WHAT IS NEEDED ▸
In the copy, include every entry exactly but none of the images.

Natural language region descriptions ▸
━━━━━━━━━━━━━━━━━━━━
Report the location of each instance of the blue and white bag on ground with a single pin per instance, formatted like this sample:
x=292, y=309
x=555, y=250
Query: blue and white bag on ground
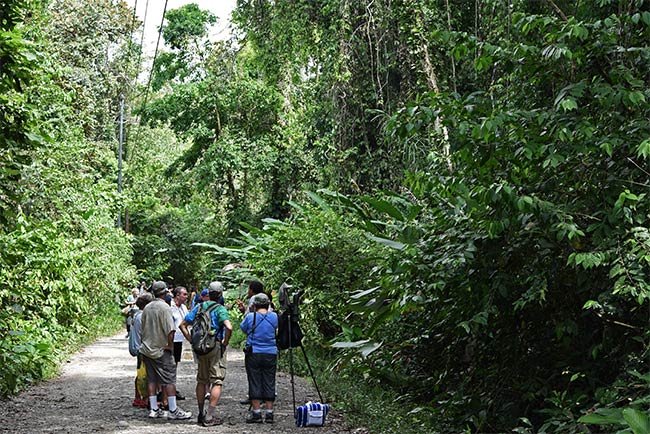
x=312, y=414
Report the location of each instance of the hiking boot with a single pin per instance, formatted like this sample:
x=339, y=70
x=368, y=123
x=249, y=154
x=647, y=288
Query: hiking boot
x=179, y=414
x=253, y=417
x=213, y=421
x=140, y=403
x=159, y=413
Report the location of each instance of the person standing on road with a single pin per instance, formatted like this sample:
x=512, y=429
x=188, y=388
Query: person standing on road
x=135, y=340
x=261, y=357
x=212, y=367
x=156, y=350
x=179, y=311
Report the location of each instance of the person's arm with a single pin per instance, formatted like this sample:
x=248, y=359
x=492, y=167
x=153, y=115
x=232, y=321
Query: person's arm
x=245, y=324
x=185, y=330
x=170, y=341
x=227, y=333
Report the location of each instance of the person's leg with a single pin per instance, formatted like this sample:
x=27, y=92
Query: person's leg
x=217, y=375
x=268, y=385
x=167, y=372
x=178, y=352
x=254, y=388
x=200, y=395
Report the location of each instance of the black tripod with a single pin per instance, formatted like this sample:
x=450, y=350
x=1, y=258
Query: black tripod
x=290, y=335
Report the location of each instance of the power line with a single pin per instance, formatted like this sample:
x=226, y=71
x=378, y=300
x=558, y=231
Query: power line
x=155, y=54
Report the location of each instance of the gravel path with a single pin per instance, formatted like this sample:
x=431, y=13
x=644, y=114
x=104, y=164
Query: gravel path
x=95, y=390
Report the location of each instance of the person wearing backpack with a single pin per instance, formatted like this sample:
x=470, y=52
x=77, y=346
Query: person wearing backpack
x=261, y=357
x=156, y=350
x=209, y=321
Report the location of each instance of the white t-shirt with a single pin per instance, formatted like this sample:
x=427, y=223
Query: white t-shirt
x=178, y=313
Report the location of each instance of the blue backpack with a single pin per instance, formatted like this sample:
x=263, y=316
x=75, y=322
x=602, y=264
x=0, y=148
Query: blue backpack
x=311, y=414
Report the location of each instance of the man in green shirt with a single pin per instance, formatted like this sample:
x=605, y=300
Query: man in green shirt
x=212, y=366
x=156, y=350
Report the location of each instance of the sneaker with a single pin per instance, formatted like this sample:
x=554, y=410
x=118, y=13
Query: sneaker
x=140, y=403
x=159, y=413
x=253, y=417
x=179, y=414
x=213, y=421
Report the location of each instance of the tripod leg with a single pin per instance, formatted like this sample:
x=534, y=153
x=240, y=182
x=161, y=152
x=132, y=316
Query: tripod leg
x=293, y=388
x=311, y=372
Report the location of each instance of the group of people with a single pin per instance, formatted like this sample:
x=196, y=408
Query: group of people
x=161, y=323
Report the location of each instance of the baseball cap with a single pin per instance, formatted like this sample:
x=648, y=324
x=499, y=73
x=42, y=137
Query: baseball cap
x=215, y=286
x=159, y=288
x=261, y=299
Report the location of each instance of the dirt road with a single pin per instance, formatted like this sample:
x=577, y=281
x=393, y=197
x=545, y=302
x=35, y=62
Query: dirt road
x=95, y=390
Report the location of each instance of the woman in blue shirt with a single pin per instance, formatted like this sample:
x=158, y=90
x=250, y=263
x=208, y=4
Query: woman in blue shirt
x=261, y=358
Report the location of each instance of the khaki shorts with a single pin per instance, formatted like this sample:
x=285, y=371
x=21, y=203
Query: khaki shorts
x=212, y=367
x=161, y=370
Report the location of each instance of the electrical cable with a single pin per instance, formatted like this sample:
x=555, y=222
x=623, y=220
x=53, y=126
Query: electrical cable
x=155, y=54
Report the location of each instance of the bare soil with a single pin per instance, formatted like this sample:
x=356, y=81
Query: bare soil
x=95, y=390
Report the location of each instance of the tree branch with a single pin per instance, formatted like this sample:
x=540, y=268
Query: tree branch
x=557, y=9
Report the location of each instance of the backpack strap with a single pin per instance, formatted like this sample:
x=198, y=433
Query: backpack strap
x=209, y=310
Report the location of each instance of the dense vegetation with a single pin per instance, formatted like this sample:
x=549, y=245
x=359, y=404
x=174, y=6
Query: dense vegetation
x=460, y=188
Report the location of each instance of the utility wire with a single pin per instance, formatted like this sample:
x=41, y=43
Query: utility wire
x=144, y=26
x=155, y=54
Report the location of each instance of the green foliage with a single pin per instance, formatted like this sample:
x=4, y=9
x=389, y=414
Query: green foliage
x=62, y=261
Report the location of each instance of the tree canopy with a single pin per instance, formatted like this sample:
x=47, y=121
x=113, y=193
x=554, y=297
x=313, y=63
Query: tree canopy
x=460, y=187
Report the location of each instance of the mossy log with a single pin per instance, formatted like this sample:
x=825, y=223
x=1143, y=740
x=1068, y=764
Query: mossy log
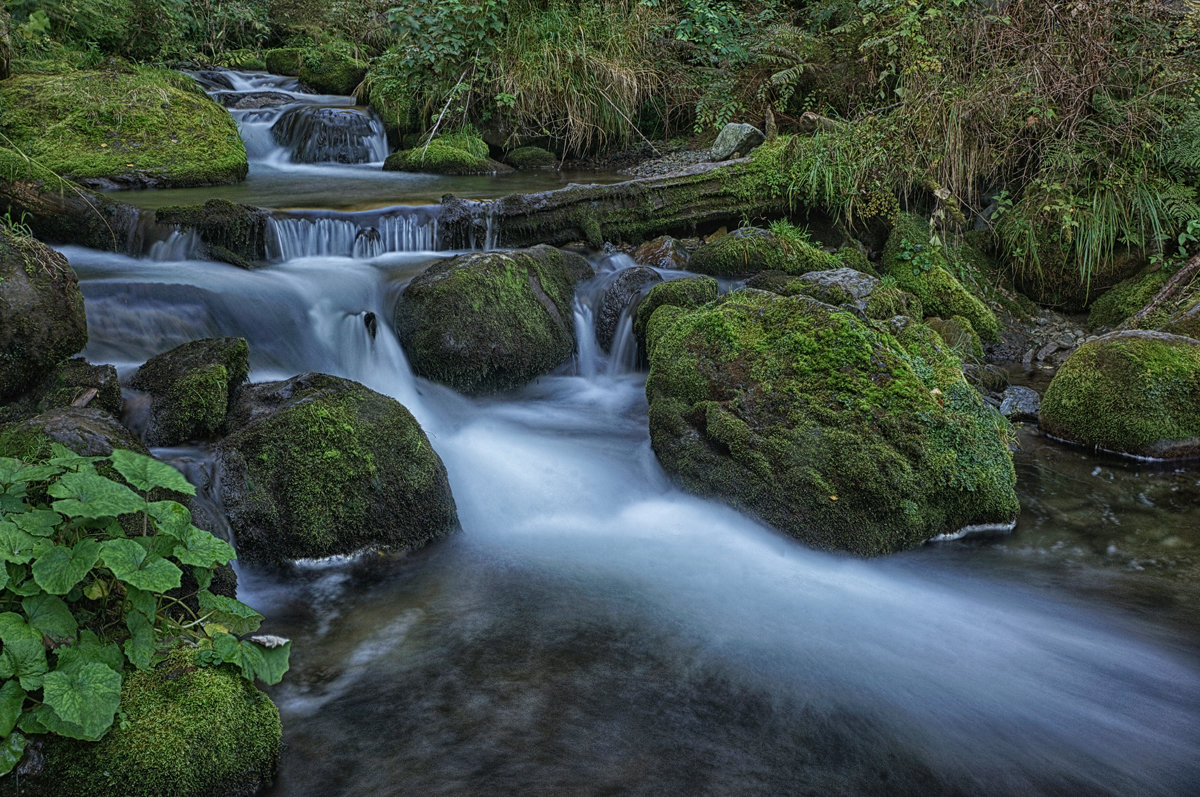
━━━━━━━━━━━━━━━━━━━━
FINAL ANSWER ▸
Report the location of each instance of the blue and white bag on ground with a single pin per instance, formatted like this sample:
x=292, y=309
x=555, y=250
Query: blue and white bag on ground
x=312, y=414
Report the location of each instance of the hiking boot with a single pin per instance, formatted like this sample:
x=339, y=70
x=368, y=123
x=249, y=154
x=647, y=288
Query: hiking boot
x=179, y=414
x=253, y=417
x=213, y=421
x=140, y=403
x=159, y=413
Report the location of each instance of the person standing on road with a single pin per instance, formatted like this sample:
x=512, y=429
x=188, y=388
Query: person standing on road
x=135, y=340
x=261, y=357
x=212, y=367
x=156, y=350
x=179, y=311
Report the location of each instance of the person's arm with a single pin per instance, formatted like this sample:
x=248, y=359
x=492, y=167
x=153, y=115
x=232, y=321
Query: person's arm
x=245, y=324
x=185, y=330
x=170, y=341
x=227, y=333
Report the location of each instance of the person's leg with a single pin per instance, formatted like this sample:
x=27, y=92
Query: person's leg
x=217, y=375
x=268, y=385
x=167, y=372
x=178, y=352
x=254, y=388
x=200, y=395
Report the location of each instance of the black tripod with a single pin per instance, formatted like this sample:
x=450, y=350
x=1, y=258
Query: black tripod
x=290, y=335
Report the location of each instance of the power line with a single pin per instance, formatted like this sample:
x=226, y=71
x=378, y=300
x=558, y=231
Query: power line
x=155, y=54
Report the location of each instance of the gravel path with a single pin per instance, formatted like this sample:
x=431, y=13
x=644, y=114
x=104, y=164
Query: gravel path
x=95, y=390
Report the location of each instance of the person wearing backpack with a single pin per instance, formatted like this sample:
x=470, y=52
x=77, y=346
Query: person wearing backpack
x=261, y=357
x=156, y=350
x=209, y=321
Report the location of each instance of the white t-shirt with a single pin per instance, formatted like this sample:
x=427, y=223
Query: white t-shirt
x=178, y=313
Report the location of each instance of the blue backpack with a single pin per instance, formatted like this sample:
x=263, y=316
x=75, y=322
x=602, y=264
x=0, y=148
Query: blue backpack
x=311, y=414
Report the location of each instance of the man in green shirt with a single pin per instance, formatted like this sample:
x=605, y=300
Query: man in green shirt
x=212, y=366
x=156, y=350
Report the location of each instance of the sneaker with a single pin per instance, formatted like this sample:
x=554, y=410
x=118, y=13
Query: sneaker
x=140, y=403
x=159, y=413
x=253, y=417
x=179, y=414
x=213, y=421
Report the location of each instance of the tripod leg with a single pin per instance, formatted like this sample:
x=534, y=153
x=240, y=182
x=161, y=152
x=132, y=316
Query: tripod leg
x=293, y=388
x=311, y=372
Report the location of each instance of the group of people with a single pin per instance, formatted like this sample:
x=196, y=408
Query: group of people
x=161, y=323
Report the location of each instance of the baseball cap with a single pin per instance, formatted like this sample:
x=648, y=324
x=499, y=73
x=42, y=137
Query: baseball cap
x=215, y=286
x=159, y=288
x=261, y=299
Report the location of each instance of the dirt road with a single pin per instance, formatted like this sample:
x=577, y=281
x=393, y=197
x=545, y=302
x=35, y=62
Query: dirt road
x=95, y=390
Report the location of each instance of the woman in blue shirt with a single pin per instance, formatted like this sample:
x=158, y=90
x=250, y=263
x=208, y=4
Query: woman in blue shirt
x=261, y=358
Report the location of each instance of the khaki shorts with a single pin per instance, formatted like this sample:
x=285, y=371
x=21, y=203
Query: khaki shorts
x=212, y=367
x=161, y=370
Report the location of each instance of the electrical cable with a single pin per instance, formatted like this sample:
x=555, y=222
x=623, y=220
x=53, y=126
Query: electrical cable
x=155, y=54
Report the location of each instance of the bare soil with a single pin per instance, formatted like this sample:
x=356, y=81
Query: bare soil
x=95, y=390
Report the location of each instance of the tree branch with a single pin per instance, formatted like this sample:
x=540, y=268
Query: tree branch
x=557, y=9
Report the location of each instance of the backpack strap with a single pin per instance, formatted like this sample:
x=198, y=433
Query: backpack strap
x=209, y=310
Report the location of each instance of the dense vegetation with a single pin per instance, formatted like this sample:
x=549, y=245
x=359, y=404
x=174, y=6
Query: dense vegetation
x=460, y=188
Report the location of each instance of the utility wire with a single pin per instance, formatted like this sample:
x=41, y=43
Query: utility wire
x=144, y=26
x=155, y=54
Report the location of each instance of the green foliage with a single pin per instance, formatted like this sample:
x=4, y=9
x=389, y=414
Query: green foliage
x=62, y=261
Report the location of each instance of the tree canopy with a single pin per instance, formatted like this sample:
x=47, y=121
x=113, y=193
x=554, y=297
x=313, y=63
Query: tree canopy
x=460, y=187
Report the location of each instance of the mossy log with a single pin per instance, formatted like this sample:
x=825, y=223
x=1143, y=740
x=1068, y=764
Query: mossy log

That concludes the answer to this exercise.